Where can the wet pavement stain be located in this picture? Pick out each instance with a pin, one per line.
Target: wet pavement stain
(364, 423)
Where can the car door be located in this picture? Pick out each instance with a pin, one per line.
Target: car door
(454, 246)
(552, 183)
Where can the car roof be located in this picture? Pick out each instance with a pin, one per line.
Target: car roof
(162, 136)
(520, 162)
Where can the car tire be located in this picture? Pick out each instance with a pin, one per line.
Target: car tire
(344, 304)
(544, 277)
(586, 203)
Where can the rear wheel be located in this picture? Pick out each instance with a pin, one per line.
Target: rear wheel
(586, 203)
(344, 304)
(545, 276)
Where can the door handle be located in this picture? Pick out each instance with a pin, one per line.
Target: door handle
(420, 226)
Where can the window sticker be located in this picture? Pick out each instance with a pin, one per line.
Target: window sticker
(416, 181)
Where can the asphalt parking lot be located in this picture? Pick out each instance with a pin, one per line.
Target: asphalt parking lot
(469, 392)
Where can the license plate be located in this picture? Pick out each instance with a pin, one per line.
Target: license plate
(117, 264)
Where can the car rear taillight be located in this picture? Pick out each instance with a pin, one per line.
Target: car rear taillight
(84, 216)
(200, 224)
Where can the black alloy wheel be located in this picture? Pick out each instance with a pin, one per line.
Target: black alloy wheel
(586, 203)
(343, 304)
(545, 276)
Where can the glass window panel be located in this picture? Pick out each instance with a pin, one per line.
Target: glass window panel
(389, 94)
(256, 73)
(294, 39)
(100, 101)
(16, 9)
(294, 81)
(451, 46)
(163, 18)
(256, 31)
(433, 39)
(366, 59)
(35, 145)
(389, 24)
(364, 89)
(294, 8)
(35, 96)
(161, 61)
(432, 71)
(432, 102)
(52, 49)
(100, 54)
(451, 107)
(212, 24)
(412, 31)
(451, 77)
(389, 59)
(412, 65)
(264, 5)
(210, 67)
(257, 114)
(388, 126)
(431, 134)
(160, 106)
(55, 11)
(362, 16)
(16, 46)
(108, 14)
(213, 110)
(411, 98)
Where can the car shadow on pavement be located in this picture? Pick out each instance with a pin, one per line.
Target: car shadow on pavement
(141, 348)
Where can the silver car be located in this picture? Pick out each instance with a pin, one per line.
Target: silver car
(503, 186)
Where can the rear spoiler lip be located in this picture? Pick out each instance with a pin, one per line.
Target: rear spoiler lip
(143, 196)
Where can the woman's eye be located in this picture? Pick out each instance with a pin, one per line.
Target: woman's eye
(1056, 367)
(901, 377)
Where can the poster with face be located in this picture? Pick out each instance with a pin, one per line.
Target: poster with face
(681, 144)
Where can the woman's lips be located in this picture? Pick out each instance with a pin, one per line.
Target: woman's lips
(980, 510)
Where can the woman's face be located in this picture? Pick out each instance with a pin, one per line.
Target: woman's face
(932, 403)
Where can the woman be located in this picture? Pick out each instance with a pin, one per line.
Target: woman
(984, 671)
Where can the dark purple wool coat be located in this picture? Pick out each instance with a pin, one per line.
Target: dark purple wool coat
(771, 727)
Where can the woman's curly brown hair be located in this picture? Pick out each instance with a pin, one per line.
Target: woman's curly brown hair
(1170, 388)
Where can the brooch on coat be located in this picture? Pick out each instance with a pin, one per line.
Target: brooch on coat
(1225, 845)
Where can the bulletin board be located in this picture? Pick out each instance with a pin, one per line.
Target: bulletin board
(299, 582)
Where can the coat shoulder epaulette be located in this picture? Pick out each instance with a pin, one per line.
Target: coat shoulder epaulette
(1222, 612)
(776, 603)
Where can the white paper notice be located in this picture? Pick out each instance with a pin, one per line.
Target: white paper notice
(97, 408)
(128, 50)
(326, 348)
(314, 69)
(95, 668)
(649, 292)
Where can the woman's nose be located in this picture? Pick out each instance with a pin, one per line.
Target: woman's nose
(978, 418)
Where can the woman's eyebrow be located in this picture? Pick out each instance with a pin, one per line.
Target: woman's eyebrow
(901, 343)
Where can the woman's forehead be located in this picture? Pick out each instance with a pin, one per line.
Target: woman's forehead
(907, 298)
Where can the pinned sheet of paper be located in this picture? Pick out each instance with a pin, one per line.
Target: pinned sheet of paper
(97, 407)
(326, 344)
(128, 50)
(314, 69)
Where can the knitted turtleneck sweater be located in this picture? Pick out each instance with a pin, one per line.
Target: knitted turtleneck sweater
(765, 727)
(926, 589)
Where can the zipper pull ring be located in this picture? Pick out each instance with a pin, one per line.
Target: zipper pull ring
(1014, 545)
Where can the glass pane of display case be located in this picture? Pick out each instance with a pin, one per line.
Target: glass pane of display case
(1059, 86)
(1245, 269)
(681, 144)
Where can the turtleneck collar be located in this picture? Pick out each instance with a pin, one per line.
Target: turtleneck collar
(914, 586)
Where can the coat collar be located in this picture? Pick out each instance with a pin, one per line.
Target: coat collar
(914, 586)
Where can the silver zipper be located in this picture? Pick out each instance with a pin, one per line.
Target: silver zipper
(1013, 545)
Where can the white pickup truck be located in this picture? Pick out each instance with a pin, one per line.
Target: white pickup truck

◆ ◆ ◆ ◆ ◆ ◆ ◆

_Task:_
Reproduce everything from the line containing "Where can the knitted" down to the end of the entries, keeping every character unchanged.

_Result of this exercise:_
Where can the knitted turtleneck sweater be located in this picture? Pick out each instance with a pin, one per line.
Target: knitted turtleneck sweater
(765, 727)
(926, 589)
Where can the zipper pull ring be located in this picture? Pick out each instance with a pin, one per line.
Target: zipper pull ring
(1014, 545)
Where can the glass pane of display case be located in this picture? Pick out each instance with a pin, one per line.
Target: glass pane of display case
(1059, 86)
(1245, 269)
(681, 144)
Where can the turtleneck collar be located in this picture? Pick out each instance with a pin, one per line.
Target: turtleneck collar
(914, 586)
Where can the coat collar be located in this picture? Pick out each instance with a pin, one per line.
Target: coat collar
(914, 586)
Where can the silver zipper be located in this picture? Pick out each instance with a pin, one per line.
Target: silver zipper
(1013, 545)
Where can the white pickup truck be located in this picture? Pick out each instance with a pin, one per line.
Target: white pickup truck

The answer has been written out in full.